YOUR GOAL
Restate each of the lines given below, word for word.

┌─ THE DATA

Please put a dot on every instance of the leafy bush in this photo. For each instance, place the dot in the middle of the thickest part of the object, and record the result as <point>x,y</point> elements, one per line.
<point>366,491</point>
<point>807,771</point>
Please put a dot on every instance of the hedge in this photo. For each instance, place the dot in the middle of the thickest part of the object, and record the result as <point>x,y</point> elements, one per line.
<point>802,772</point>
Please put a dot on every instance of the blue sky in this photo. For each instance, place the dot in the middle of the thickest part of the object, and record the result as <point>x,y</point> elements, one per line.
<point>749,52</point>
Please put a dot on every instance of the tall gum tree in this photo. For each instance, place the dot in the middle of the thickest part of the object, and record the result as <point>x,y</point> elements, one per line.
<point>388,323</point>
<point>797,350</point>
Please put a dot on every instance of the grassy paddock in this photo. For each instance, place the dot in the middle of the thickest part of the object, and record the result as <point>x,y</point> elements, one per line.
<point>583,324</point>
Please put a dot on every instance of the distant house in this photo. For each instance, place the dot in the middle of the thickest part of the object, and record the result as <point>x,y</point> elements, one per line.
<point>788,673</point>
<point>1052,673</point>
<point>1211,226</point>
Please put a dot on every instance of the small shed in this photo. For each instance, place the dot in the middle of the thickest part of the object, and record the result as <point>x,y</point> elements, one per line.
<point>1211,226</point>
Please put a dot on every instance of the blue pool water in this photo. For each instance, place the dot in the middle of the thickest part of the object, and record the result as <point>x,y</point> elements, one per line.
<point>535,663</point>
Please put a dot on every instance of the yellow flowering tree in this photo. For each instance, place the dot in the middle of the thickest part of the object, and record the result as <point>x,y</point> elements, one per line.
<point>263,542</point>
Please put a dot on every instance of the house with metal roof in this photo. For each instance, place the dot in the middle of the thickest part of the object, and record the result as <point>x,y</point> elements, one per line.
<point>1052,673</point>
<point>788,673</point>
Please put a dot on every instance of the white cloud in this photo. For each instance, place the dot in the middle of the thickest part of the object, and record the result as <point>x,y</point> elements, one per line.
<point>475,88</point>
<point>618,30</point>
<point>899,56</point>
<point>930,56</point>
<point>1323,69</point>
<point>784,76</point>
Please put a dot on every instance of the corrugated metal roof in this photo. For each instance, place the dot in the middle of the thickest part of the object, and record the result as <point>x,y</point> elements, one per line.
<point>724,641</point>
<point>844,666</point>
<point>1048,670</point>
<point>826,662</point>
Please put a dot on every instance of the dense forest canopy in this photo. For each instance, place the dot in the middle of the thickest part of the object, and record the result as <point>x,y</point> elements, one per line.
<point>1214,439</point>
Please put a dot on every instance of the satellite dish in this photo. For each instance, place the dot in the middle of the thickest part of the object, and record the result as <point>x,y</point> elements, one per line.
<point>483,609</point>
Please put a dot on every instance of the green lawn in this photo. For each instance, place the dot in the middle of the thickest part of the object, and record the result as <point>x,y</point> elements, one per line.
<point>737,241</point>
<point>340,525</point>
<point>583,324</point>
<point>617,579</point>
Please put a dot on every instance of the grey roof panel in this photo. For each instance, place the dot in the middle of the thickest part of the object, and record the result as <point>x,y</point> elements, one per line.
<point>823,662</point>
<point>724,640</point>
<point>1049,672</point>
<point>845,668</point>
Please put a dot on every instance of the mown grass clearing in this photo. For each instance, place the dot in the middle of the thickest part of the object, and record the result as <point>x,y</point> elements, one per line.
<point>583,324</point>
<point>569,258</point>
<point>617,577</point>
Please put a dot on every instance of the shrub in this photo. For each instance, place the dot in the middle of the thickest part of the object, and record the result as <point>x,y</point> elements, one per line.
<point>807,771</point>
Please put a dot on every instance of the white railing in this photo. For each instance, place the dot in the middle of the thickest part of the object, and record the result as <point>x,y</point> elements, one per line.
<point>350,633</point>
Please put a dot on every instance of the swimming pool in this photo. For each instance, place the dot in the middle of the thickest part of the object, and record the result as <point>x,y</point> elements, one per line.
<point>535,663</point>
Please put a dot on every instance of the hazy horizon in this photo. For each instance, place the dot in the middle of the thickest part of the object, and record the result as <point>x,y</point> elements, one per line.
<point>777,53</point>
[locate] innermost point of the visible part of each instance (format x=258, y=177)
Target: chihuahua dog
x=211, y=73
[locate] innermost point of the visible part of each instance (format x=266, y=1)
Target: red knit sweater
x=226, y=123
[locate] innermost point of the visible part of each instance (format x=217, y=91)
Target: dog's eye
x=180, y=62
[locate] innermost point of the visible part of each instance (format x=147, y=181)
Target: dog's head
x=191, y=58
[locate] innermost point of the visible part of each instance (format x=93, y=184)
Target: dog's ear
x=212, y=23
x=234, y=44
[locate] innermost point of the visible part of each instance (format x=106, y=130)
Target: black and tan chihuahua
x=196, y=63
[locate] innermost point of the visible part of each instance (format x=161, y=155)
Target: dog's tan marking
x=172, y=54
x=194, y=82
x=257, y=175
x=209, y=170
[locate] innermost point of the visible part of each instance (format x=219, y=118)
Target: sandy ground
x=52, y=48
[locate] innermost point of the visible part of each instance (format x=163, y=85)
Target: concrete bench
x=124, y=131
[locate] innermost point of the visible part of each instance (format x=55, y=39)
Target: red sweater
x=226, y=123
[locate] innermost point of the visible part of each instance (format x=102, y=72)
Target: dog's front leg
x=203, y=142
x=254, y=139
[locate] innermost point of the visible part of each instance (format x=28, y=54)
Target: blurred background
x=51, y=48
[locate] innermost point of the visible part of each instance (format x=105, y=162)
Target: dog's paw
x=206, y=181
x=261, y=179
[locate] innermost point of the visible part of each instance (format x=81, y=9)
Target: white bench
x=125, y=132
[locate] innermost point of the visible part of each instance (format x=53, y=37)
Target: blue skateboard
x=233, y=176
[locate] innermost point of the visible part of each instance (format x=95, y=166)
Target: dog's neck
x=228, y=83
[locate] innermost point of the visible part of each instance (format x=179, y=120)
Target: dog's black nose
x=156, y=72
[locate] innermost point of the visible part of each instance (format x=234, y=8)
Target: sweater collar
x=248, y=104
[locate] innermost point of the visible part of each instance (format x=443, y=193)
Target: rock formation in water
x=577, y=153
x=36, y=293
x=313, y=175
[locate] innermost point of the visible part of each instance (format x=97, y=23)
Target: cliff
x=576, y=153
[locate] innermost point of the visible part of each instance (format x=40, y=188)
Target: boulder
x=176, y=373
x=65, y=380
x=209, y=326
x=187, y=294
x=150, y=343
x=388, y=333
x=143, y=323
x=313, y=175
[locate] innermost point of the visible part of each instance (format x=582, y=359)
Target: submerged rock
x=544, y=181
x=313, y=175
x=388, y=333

└─

WRITTEN SOLUTION
Please put a dot on every instance of the leafy bush in this photo. For each instance, place the dot in the middle of the thickest part of the object, and record the result as <point>x,y</point> elements, one per line.
<point>366,491</point>
<point>807,771</point>
Please put a dot on every instance of the hedge in this photo. For each instance, place the dot in the middle of the thickest part of the object, and record the result as <point>x,y</point> elements, one per line.
<point>802,772</point>
Please put a dot on every instance of the blue sky in this photo. For each instance, place the dot in the middle of the thickest part of the object, and record the result as <point>x,y</point> elements, one per line.
<point>749,52</point>
Please put a dot on every instance of the tall gum tree in this photo. For each instance, place the dot in the middle of the thickest part of the object, and record the result as <point>x,y</point> elements, one per line.
<point>388,323</point>
<point>797,350</point>
Please put a dot on every instance of the grassy paddock in this photo. For each instance, place the dot in the middle of the thickest part of the object, and record the result as <point>x,y</point> elements, one per line.
<point>583,324</point>
Please put a dot on every instance of the distant house in this photo. For each instance, place the dot in the middle of the thickest part of the object, and record the result as <point>x,y</point> elements, one per line.
<point>788,673</point>
<point>1052,673</point>
<point>1211,226</point>
Please put a dot on every instance of the small shed in this photo. For each instance, place the dot in the middle of the thickest part of the object, and record the result as <point>x,y</point> elements, one per line.
<point>1211,226</point>
Please put a dot on every instance of the blue pool water in this photo. For each instance, place the dot in the middle of the thickest part of the object, and record the result as <point>x,y</point> elements, one per line.
<point>535,663</point>
Please put a dot on every instance of the yellow flowering tree in this photo. For each instance, place the dot in the middle of the thickest part of the object, and record the result as <point>x,y</point> elements, one per line.
<point>263,542</point>
Please put a dot on every instance of the house with metal roof in this photo. For each instance, place the dot in the middle of the thickest part of the object, and record the result as <point>x,y</point> elements, one per line.
<point>1052,673</point>
<point>788,673</point>
Please put a dot on every instance of the white cloud in this photo. For each instance, place the dot in the middle of the thickest part of the object, and record the result as <point>x,y</point> elements, one per line.
<point>475,88</point>
<point>618,30</point>
<point>899,56</point>
<point>930,56</point>
<point>1323,69</point>
<point>784,76</point>
Please put a dot on every instance of the corrugated metal roof in this photo. For each instance, place the dot in the middle of the thickest part of the object, and record the result as <point>x,y</point> elements, one per line.
<point>724,641</point>
<point>844,666</point>
<point>1048,670</point>
<point>826,662</point>
Please put a dot on every instance of the dense forest canopy in this photo. For each instance, place the dot in the middle of the thickest part of the object, and record the result as <point>x,y</point> elements, one per line.
<point>1214,439</point>
Please put a dot on every instance of the satellite dish in this photo. For each instance, place the dot in the middle of the thickest part of the object, and record the result as <point>x,y</point> elements, one per line.
<point>483,609</point>
Please put a dot on every instance of the green lawn in this photo. For each instance, place the dot in the middle of the thickest part of the object, and record the result as <point>x,y</point> elements, one per line.
<point>737,241</point>
<point>340,525</point>
<point>583,324</point>
<point>617,579</point>
Please put a dot on every instance of the grey roof panel in this photo. For each instance, place the dot in the middle of the thickest part of the object, and record the result as <point>x,y</point> elements, one per line.
<point>823,662</point>
<point>724,640</point>
<point>1049,672</point>
<point>845,668</point>
Please put a dot on every instance of the mown grass clearing in this photo. For each instance, place the dot in the middle of the thickest part of the object, and record the result as <point>x,y</point> elements, one per line.
<point>583,324</point>
<point>569,258</point>
<point>617,577</point>
Please put a dot on every instance of the shrub in this photo. For each instance, place the dot in the middle of the thickest part of the object, and record the result as <point>x,y</point> elements, one per line.
<point>807,771</point>
Please put a dot on every instance of the white railing in this photo. For each instance, place the dot in the middle of the thickest part of the object, and record the result as <point>x,y</point> elements, one per line.
<point>350,633</point>
Please put a dot on every instance of the swimming pool in this photo. For each instance, place the dot in the middle of the thickest part of the object, and record the result as <point>x,y</point> elements, one per line.
<point>535,663</point>
Please put a dot on every instance of the hazy horizon in this photo. For each instance, place the dot in the middle of the thickest part of the object, and record the result as <point>x,y</point> elements, one per line.
<point>777,53</point>
[locate] innermost point of the visible part of each instance (format x=258, y=177)
Target: chihuahua dog
x=211, y=73
[locate] innermost point of the visible part of each instance (format x=266, y=1)
Target: red knit sweater
x=226, y=123
[locate] innermost point of the visible part of each instance (format x=217, y=91)
Target: dog's eye
x=180, y=62
[locate] innermost point of the visible part of each instance (format x=147, y=181)
Target: dog's head
x=191, y=58
[locate] innermost point of the visible part of each instance (format x=93, y=184)
Target: dog's ear
x=212, y=23
x=234, y=44
[locate] innermost point of the visible part of each instance (format x=106, y=130)
Target: black and tan chihuahua
x=196, y=63
[locate] innermost point of the visible part of each instance (format x=161, y=155)
Target: dog's tan marking
x=172, y=54
x=194, y=82
x=257, y=175
x=209, y=170
[locate] innermost point of the visible part of each instance (format x=219, y=118)
Target: sandy ground
x=52, y=48
[locate] innermost point of the visible part of each instance (format x=163, y=85)
Target: concrete bench
x=124, y=131
[locate] innermost point of the visible part of each instance (format x=55, y=39)
Target: red sweater
x=226, y=123
[locate] innermost point of the visible part of each instance (format x=102, y=72)
Target: dog's front leg
x=203, y=142
x=254, y=139
[locate] innermost point of the visible part of each instance (format x=28, y=54)
Target: blurred background
x=51, y=48
[locate] innermost point of the visible part of each instance (format x=105, y=162)
Target: dog's paw
x=206, y=181
x=261, y=179
[locate] innermost point of the visible part of each instance (format x=81, y=9)
Target: white bench
x=125, y=132
[locate] innermost point of the visible part of each instance (format x=53, y=37)
Target: blue skateboard
x=233, y=176
[locate] innermost point of the visible part of each instance (format x=95, y=166)
Target: dog's neck
x=228, y=83
[locate] innermost point of the visible part of each instance (format x=179, y=120)
Target: dog's black nose
x=156, y=72
[locate] innermost point of the visible part of each instance (format x=234, y=8)
Target: sweater collar
x=248, y=104
[locate] innermost point of the visible part of each instance (format x=443, y=193)
Target: rock formation in water
x=577, y=153
x=36, y=293
x=313, y=175
[locate] innermost point of the visible part of each instance (format x=97, y=23)
Target: cliff
x=576, y=153
[locate] innermost point of the visible part of each instance (format x=40, y=188)
Target: boulder
x=176, y=373
x=65, y=380
x=209, y=326
x=187, y=294
x=150, y=343
x=388, y=333
x=143, y=323
x=313, y=175
[locate] innermost point of the visible part of each instance (format x=582, y=359)
Target: submerged rock
x=544, y=181
x=313, y=175
x=388, y=333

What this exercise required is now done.